# Instructions for the task
Please report how many lines in the records below contain "long". Reply with the number alone.

# Data provided
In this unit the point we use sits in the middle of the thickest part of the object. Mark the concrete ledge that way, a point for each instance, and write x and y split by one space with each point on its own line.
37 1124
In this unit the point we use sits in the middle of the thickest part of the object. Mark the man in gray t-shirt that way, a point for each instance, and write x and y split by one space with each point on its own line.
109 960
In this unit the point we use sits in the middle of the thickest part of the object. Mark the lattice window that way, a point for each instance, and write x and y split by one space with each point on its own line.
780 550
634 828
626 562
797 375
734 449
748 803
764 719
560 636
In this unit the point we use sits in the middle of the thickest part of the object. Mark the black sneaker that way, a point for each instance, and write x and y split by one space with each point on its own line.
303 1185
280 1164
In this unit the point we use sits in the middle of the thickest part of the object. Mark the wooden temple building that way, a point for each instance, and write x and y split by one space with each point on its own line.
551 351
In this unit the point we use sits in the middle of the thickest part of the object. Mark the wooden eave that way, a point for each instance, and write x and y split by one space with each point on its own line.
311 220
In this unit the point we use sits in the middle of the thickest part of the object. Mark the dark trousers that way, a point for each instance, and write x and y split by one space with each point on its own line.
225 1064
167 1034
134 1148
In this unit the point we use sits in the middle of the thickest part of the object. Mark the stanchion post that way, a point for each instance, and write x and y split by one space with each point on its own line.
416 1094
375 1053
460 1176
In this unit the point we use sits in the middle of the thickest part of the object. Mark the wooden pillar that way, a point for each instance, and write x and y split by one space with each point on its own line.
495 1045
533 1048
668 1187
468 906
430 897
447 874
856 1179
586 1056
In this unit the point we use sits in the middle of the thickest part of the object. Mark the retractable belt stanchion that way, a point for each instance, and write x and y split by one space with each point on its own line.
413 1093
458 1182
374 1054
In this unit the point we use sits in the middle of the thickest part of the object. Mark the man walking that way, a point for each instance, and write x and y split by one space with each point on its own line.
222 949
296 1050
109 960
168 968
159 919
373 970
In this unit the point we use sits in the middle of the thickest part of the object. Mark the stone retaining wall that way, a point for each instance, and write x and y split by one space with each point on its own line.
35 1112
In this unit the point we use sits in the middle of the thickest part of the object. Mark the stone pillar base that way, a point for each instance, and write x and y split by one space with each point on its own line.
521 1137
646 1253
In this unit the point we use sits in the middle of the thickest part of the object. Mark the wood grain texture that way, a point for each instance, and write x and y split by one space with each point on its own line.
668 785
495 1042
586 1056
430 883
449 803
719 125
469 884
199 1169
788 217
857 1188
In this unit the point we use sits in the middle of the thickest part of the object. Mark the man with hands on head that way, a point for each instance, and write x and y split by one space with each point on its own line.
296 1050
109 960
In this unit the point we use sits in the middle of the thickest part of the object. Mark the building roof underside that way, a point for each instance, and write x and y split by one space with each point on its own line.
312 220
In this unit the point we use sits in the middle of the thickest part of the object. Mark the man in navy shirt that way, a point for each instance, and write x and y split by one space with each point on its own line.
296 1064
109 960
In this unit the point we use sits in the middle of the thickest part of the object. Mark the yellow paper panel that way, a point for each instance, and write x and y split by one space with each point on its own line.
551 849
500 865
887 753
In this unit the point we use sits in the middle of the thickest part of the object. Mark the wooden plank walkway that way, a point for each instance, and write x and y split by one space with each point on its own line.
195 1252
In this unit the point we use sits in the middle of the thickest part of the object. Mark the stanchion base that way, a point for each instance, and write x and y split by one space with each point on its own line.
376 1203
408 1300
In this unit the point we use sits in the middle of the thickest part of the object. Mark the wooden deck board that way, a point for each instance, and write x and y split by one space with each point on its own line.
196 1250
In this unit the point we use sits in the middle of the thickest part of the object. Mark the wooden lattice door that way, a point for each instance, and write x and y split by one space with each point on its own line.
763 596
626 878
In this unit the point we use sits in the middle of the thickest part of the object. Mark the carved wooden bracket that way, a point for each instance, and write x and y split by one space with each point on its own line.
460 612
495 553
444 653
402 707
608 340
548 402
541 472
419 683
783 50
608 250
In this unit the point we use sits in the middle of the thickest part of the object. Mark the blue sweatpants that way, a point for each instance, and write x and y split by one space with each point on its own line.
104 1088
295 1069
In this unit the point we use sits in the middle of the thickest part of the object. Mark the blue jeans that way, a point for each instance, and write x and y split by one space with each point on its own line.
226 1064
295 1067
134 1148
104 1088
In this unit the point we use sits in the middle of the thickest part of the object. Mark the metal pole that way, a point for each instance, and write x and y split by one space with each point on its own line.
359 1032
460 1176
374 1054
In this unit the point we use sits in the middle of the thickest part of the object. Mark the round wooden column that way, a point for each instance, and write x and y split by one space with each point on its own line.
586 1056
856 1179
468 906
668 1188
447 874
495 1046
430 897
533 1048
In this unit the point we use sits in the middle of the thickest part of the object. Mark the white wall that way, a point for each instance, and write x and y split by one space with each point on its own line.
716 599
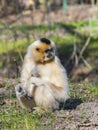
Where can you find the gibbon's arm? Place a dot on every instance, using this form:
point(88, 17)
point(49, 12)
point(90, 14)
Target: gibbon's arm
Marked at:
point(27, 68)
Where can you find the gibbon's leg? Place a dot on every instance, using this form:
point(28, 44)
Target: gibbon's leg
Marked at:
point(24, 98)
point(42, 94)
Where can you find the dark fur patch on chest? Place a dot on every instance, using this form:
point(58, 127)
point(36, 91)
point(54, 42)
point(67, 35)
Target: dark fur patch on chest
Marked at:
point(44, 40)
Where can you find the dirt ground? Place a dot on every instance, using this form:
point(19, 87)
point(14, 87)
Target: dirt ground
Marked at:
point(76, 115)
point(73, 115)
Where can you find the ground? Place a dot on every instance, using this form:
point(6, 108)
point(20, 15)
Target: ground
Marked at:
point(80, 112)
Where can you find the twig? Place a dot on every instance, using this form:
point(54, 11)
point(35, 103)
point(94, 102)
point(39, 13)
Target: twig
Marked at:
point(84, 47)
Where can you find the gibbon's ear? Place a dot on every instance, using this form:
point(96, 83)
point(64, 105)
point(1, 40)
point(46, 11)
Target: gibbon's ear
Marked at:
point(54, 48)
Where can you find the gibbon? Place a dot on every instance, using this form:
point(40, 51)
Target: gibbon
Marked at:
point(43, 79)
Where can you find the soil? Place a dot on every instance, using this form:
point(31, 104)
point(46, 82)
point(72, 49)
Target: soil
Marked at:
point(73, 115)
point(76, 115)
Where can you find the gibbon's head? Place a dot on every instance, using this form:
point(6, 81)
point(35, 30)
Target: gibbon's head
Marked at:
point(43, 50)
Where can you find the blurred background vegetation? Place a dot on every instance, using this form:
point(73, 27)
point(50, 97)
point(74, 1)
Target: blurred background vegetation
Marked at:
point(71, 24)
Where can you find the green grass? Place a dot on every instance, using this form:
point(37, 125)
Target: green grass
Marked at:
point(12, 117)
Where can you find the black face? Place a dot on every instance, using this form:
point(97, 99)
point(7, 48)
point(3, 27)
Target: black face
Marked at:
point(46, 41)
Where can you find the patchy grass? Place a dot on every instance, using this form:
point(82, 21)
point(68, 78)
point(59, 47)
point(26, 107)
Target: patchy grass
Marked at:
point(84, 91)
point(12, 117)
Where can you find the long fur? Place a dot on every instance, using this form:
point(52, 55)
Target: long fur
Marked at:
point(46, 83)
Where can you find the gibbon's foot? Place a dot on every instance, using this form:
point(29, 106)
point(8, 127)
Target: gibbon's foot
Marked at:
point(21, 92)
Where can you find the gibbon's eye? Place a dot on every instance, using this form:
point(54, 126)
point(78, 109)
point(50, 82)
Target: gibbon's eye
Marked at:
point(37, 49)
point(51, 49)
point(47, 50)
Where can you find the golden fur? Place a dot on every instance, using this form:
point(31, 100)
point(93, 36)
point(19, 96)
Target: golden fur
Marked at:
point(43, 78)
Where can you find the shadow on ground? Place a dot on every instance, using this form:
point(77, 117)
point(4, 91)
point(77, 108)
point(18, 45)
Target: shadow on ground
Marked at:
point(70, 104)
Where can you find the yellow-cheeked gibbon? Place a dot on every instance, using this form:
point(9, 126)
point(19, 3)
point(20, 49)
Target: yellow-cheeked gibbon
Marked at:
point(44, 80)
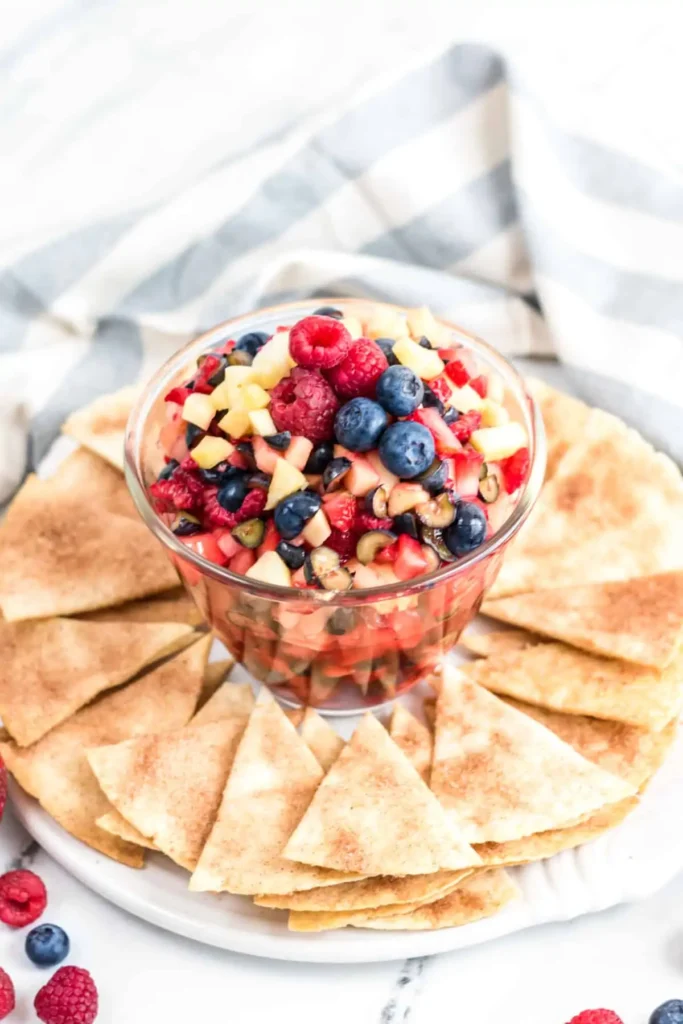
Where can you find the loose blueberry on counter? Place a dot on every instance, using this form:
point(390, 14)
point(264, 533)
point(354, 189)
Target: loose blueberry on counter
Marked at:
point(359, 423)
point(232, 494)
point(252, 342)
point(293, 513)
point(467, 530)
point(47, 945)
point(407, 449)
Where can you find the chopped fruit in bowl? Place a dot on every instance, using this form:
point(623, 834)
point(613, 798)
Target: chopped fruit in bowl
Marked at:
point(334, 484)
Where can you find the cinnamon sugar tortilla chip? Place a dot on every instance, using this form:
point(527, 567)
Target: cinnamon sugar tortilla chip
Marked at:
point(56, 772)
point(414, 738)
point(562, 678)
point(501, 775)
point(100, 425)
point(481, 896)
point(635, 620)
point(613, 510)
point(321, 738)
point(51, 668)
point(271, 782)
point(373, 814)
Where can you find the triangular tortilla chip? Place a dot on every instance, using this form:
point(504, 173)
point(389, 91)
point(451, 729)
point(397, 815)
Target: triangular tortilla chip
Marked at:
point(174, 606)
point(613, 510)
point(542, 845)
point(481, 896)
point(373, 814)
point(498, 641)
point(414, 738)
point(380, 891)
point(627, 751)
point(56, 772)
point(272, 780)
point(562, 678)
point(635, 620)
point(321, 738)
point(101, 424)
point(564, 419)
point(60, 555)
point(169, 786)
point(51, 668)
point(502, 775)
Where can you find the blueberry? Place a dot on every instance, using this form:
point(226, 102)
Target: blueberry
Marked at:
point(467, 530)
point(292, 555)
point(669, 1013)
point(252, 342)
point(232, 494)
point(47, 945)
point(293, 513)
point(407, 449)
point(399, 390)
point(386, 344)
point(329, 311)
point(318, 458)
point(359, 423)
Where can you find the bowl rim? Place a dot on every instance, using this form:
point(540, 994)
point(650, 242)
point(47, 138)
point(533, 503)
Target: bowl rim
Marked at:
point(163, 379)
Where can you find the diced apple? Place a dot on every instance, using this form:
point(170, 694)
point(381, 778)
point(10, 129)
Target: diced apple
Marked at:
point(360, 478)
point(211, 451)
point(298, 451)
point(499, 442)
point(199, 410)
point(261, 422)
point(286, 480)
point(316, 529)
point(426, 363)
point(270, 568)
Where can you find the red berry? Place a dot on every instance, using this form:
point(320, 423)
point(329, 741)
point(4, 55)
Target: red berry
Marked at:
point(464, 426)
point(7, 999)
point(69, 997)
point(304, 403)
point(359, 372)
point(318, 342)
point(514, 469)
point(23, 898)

# Answer space
2